### Material for the task:
■ ■ ■ ■
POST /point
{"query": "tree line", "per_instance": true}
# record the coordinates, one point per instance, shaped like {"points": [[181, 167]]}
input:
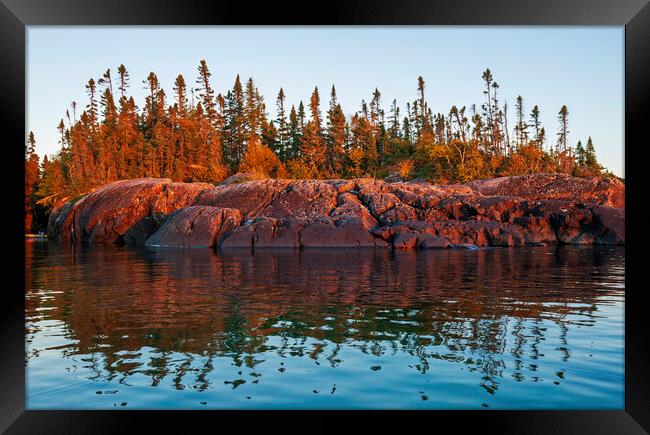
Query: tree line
{"points": [[198, 135]]}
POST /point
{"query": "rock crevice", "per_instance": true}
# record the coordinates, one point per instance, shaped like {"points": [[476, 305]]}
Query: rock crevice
{"points": [[507, 211]]}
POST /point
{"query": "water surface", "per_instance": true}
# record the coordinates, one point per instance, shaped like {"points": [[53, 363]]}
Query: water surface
{"points": [[115, 328]]}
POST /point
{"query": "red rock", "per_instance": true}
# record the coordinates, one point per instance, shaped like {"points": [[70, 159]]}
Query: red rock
{"points": [[509, 211], [610, 225], [195, 227], [346, 232], [302, 199], [249, 197], [125, 211], [596, 190]]}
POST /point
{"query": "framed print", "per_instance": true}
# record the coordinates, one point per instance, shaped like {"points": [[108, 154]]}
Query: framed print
{"points": [[233, 211]]}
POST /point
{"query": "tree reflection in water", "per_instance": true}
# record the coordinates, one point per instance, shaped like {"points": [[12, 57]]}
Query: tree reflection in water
{"points": [[171, 314]]}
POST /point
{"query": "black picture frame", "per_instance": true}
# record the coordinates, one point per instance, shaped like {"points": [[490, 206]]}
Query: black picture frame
{"points": [[15, 15]]}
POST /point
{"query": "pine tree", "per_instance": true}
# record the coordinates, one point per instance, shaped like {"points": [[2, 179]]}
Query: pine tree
{"points": [[32, 176], [534, 116], [563, 117], [336, 136], [590, 157], [124, 80], [580, 154], [282, 148]]}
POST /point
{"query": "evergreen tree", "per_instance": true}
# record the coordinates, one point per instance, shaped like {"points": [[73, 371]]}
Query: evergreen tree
{"points": [[563, 118]]}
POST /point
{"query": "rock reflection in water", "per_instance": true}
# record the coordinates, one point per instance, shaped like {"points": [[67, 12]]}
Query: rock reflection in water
{"points": [[490, 324]]}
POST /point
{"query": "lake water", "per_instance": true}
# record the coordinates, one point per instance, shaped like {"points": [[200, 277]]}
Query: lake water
{"points": [[521, 328]]}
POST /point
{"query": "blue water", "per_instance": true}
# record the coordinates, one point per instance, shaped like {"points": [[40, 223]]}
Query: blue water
{"points": [[521, 328]]}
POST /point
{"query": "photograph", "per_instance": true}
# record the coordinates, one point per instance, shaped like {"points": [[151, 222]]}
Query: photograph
{"points": [[384, 217]]}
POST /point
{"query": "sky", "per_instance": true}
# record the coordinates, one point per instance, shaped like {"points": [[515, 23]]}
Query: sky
{"points": [[582, 67]]}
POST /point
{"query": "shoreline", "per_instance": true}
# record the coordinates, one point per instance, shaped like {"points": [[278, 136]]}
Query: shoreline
{"points": [[523, 210]]}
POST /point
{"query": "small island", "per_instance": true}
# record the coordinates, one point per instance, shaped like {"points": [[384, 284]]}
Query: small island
{"points": [[215, 170], [508, 211]]}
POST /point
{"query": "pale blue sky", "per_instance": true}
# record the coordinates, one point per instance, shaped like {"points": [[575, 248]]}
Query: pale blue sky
{"points": [[581, 67]]}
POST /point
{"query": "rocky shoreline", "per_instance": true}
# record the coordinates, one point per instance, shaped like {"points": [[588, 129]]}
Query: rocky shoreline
{"points": [[524, 210]]}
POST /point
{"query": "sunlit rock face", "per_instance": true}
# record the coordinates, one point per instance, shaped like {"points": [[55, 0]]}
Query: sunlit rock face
{"points": [[507, 211], [195, 227]]}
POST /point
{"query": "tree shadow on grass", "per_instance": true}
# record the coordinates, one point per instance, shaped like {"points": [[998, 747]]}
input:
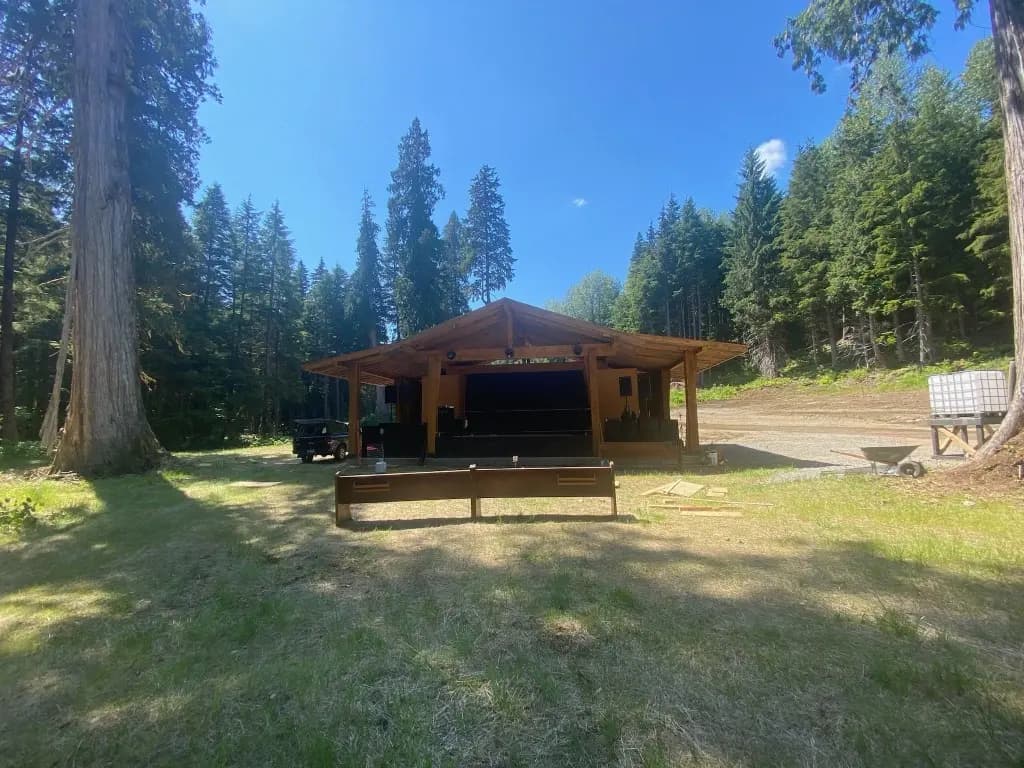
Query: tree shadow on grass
{"points": [[173, 630]]}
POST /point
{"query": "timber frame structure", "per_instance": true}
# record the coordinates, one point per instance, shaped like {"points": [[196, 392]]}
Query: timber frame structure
{"points": [[573, 388]]}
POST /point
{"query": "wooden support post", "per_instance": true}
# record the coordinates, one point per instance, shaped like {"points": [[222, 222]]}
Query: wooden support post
{"points": [[431, 393], [474, 500], [666, 376], [614, 504], [354, 433], [690, 377], [595, 401]]}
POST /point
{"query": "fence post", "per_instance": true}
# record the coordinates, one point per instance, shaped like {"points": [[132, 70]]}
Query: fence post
{"points": [[474, 499]]}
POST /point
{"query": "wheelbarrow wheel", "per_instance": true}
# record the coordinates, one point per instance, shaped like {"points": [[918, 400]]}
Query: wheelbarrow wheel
{"points": [[911, 469]]}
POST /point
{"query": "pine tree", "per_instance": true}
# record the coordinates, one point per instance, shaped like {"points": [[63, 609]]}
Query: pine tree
{"points": [[592, 299], [805, 244], [455, 267], [215, 240], [492, 265], [627, 311], [367, 306], [752, 271], [413, 246], [34, 135]]}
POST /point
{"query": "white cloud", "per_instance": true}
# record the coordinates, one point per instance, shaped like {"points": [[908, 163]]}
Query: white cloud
{"points": [[772, 154]]}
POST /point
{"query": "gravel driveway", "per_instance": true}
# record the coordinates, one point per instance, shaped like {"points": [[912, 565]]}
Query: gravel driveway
{"points": [[797, 427]]}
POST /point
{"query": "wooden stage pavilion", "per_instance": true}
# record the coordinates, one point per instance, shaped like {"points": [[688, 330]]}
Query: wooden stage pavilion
{"points": [[510, 379]]}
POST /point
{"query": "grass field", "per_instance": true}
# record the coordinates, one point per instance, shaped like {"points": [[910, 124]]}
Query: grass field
{"points": [[177, 619]]}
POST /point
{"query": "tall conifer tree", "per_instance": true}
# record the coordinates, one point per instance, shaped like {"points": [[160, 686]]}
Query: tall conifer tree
{"points": [[491, 262]]}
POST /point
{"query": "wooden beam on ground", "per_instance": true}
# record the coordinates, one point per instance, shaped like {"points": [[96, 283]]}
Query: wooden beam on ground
{"points": [[595, 402], [692, 431], [431, 392], [354, 434]]}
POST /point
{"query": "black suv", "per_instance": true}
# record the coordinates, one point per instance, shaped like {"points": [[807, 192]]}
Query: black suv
{"points": [[320, 437]]}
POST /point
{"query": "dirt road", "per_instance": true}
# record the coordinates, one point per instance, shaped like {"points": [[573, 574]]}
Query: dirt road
{"points": [[798, 427]]}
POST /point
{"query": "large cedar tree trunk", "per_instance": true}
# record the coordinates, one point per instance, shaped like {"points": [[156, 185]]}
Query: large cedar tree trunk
{"points": [[1008, 34], [107, 431], [8, 427]]}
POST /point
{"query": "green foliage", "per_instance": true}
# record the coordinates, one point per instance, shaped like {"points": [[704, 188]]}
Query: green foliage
{"points": [[860, 33], [367, 305], [486, 238], [674, 283], [753, 278], [455, 268], [592, 299], [413, 248]]}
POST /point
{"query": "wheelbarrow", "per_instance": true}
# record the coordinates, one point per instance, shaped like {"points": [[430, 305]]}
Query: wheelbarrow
{"points": [[891, 458]]}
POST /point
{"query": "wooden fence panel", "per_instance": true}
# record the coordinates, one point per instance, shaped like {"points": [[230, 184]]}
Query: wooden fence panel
{"points": [[473, 484]]}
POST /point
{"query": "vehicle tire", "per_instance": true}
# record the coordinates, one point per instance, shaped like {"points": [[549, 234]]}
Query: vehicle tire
{"points": [[911, 469]]}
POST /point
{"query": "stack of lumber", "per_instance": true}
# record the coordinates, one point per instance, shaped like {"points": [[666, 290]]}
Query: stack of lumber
{"points": [[704, 501]]}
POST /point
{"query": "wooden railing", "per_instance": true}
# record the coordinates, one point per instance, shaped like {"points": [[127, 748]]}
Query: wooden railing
{"points": [[474, 484]]}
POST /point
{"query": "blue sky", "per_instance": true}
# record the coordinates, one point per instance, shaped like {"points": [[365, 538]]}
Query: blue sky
{"points": [[592, 113]]}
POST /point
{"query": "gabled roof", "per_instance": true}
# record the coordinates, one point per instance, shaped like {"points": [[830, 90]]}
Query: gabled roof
{"points": [[486, 334]]}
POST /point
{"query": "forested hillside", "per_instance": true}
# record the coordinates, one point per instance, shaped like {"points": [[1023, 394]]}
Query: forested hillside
{"points": [[890, 244]]}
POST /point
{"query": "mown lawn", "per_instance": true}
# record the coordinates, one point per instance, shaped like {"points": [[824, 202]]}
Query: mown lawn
{"points": [[174, 619]]}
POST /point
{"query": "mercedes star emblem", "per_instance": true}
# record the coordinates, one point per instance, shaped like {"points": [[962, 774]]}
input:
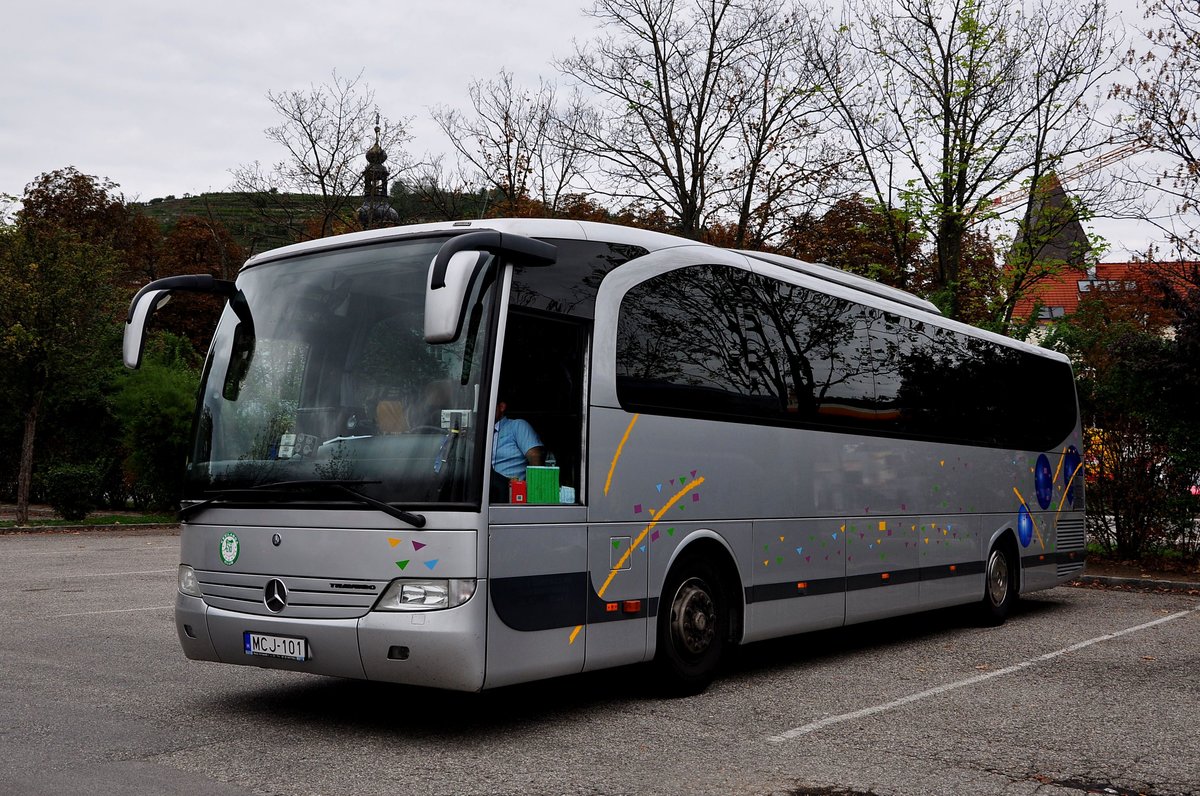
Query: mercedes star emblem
{"points": [[275, 596]]}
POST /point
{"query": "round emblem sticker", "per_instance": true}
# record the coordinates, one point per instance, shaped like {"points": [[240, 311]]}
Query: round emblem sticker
{"points": [[229, 549]]}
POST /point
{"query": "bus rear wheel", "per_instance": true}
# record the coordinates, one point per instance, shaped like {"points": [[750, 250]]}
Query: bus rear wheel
{"points": [[1000, 586], [694, 628]]}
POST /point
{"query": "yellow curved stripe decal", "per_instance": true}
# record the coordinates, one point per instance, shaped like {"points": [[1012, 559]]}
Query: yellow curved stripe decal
{"points": [[616, 456], [640, 539]]}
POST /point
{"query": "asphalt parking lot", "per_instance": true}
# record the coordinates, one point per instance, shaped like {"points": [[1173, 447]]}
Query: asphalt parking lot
{"points": [[1083, 690]]}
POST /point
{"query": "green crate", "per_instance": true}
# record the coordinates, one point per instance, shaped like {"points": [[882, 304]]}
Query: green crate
{"points": [[543, 484]]}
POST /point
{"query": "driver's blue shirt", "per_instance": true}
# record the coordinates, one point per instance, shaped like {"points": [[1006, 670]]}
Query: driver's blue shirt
{"points": [[514, 438]]}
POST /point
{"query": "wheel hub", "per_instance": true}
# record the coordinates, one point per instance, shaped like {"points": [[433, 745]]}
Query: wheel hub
{"points": [[694, 617]]}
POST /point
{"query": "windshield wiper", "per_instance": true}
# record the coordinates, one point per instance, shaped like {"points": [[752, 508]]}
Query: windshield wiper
{"points": [[342, 486]]}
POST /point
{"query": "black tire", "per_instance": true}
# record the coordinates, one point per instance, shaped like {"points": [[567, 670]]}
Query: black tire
{"points": [[1000, 586], [693, 627]]}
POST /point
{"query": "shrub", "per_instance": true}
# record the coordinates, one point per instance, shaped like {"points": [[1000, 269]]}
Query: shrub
{"points": [[73, 490]]}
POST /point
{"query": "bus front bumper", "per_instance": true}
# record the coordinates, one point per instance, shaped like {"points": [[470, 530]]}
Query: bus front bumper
{"points": [[433, 648]]}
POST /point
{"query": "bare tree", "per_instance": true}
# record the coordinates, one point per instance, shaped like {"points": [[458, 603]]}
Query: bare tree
{"points": [[949, 101], [667, 75], [519, 142], [430, 191], [783, 161], [1163, 96], [325, 132]]}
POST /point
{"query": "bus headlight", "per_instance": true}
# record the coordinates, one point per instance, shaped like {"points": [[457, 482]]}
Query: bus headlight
{"points": [[187, 582], [413, 594]]}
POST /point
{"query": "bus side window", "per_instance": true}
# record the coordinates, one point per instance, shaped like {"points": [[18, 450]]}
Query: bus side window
{"points": [[541, 372]]}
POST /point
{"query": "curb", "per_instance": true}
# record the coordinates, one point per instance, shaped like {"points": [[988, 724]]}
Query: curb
{"points": [[89, 528], [1137, 582]]}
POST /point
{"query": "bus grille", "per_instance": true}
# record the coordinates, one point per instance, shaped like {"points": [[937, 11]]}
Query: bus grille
{"points": [[1071, 534], [1071, 539], [307, 598]]}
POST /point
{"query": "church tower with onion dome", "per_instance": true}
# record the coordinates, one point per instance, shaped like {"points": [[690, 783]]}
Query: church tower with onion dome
{"points": [[376, 210]]}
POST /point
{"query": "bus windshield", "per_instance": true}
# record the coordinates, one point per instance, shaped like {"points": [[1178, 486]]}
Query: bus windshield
{"points": [[319, 372]]}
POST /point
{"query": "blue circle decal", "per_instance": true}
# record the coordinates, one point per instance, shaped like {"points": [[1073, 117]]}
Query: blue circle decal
{"points": [[1025, 526], [1043, 482], [1072, 472]]}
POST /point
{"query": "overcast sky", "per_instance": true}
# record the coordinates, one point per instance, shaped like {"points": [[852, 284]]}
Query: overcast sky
{"points": [[166, 99]]}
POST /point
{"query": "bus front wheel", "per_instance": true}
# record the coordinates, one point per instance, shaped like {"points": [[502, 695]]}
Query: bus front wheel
{"points": [[1000, 585], [694, 628]]}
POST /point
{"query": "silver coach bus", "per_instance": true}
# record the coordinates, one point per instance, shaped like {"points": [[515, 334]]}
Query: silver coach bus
{"points": [[745, 446]]}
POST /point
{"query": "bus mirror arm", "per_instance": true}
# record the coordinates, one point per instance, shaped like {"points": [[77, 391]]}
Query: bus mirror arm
{"points": [[460, 269], [156, 294], [517, 249]]}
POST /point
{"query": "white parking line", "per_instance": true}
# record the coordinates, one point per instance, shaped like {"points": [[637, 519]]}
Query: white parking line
{"points": [[808, 729], [139, 572]]}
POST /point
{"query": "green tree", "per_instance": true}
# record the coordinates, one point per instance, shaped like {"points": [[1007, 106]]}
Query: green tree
{"points": [[155, 406], [57, 301], [947, 102]]}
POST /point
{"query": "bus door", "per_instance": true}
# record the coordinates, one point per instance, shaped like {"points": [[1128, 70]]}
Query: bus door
{"points": [[537, 592], [618, 605]]}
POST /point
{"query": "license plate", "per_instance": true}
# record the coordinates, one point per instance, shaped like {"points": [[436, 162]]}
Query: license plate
{"points": [[276, 646]]}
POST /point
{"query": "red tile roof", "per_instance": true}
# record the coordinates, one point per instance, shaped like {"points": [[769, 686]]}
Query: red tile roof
{"points": [[1062, 292]]}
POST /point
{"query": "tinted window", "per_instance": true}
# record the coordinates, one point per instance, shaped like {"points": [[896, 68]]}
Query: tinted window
{"points": [[712, 341], [942, 384], [720, 341], [569, 286]]}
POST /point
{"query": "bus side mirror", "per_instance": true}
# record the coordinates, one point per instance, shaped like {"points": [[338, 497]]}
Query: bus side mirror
■ ■ ■ ■
### Direction:
Count the lines in the records that contain the word "mirror", and give only that number.

### Task response:
4